* _Marche à suivre_
Poursuivez le texte sur le groupe Lightblazer à partir de sa dernière phrase.

* _Extrait fourni_
Nouveau venu dans la fédération Grands Formats, qui regroupe les grands orchestres de jazz hexagonaux, Lightblazer est une jeune formation emmené par le saxophoniste Jonas Muel (il signe la totalité des morceaux). Composé de jeunes musiciens habitués aux grandes formations - tels le saxophoniste Julien Soro et le vibraphoniste Stephan Caracci qui émargent également chez Ping Machine -, Lightblazer a les attributs fusionnels des groupes de sa génération. Sa musique pleine de groove coloré et de basses saignantes mélange allègrement jazz et rock avec une verve zappaïenne évidente, notamment lorsque le vibraphone se lance dans une joute échevelée avec la guitare volubile de Yoann Kempst au cœur de « V.G (Papillomavirus) », morceau où s’illustre également le trompettiste Julien Silvand.

* _Matériau source_

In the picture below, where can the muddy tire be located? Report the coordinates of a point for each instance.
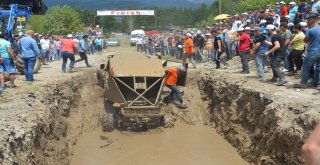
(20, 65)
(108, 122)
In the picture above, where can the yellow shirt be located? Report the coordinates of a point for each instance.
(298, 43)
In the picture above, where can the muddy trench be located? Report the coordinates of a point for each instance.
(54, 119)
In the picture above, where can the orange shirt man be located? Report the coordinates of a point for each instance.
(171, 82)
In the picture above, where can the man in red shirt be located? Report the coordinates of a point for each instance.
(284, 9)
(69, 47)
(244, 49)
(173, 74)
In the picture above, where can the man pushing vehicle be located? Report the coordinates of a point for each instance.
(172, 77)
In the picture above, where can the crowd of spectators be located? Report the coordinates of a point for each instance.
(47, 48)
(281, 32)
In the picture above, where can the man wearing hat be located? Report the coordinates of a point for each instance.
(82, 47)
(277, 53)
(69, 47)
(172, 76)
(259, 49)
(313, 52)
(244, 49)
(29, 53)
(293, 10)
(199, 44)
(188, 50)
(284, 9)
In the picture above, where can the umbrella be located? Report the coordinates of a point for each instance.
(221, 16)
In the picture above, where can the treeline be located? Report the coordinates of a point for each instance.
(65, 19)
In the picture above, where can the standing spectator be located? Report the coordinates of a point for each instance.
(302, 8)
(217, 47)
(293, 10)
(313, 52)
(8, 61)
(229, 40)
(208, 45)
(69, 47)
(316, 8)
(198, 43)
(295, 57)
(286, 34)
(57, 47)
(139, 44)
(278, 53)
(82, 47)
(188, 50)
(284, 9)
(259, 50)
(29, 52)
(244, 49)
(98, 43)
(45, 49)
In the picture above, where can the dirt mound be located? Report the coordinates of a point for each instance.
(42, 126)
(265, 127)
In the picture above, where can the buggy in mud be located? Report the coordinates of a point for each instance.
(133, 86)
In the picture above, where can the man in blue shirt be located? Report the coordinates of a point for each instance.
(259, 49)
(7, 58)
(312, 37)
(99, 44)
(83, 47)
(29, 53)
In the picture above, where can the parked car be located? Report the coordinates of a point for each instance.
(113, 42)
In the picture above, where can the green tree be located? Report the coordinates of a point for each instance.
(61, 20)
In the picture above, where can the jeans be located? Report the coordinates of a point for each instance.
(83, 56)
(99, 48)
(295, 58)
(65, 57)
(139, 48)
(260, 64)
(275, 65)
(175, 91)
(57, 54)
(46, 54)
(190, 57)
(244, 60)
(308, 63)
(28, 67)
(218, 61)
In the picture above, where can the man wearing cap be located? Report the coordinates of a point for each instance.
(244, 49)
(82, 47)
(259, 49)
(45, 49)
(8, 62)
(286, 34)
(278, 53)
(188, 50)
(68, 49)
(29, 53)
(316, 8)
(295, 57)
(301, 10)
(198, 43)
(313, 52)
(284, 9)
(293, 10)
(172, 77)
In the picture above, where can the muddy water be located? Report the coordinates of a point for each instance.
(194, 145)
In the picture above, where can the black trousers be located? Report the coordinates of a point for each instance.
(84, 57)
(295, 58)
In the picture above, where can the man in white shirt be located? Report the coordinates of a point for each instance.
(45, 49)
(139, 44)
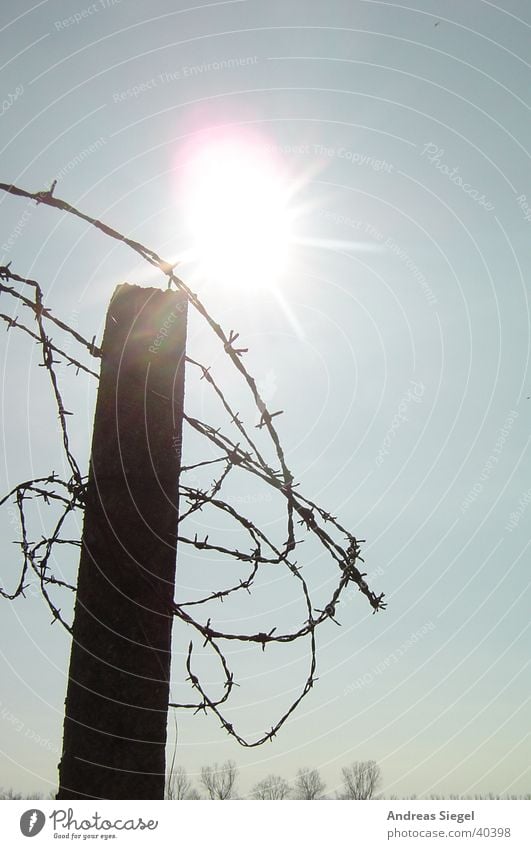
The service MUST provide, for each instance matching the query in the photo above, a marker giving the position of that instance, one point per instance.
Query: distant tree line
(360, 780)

* _Résultat attendu_
Si l’on peut rapprocher le propos d’une formation comme LeBocal, surtout quand la base rythmique - le bassiste Guillaume Marin et le remarquable batteur Julien Goepp - porte à ébullition la marmite à grands coups de funk grasseyant (« Stick Up »), les musiciens introduisent dans leur potion un arôme naturel inédit, celui du hip-hop. La présence du rappeur centrafricain Edash Quata éclaire Le Laboratoire autrement plus chaleureusement que les habituels néons. Lorsque débute « Kickback », certainement le morceau le plus intéressant de l’album, on est projeté au début de ce siècle chez les Anglais de The Herbaliser ou de Nightmares on Wax. Flow remarquable, musicalité de chaque instant, le MC de Lightblazer est le moteur de cet album.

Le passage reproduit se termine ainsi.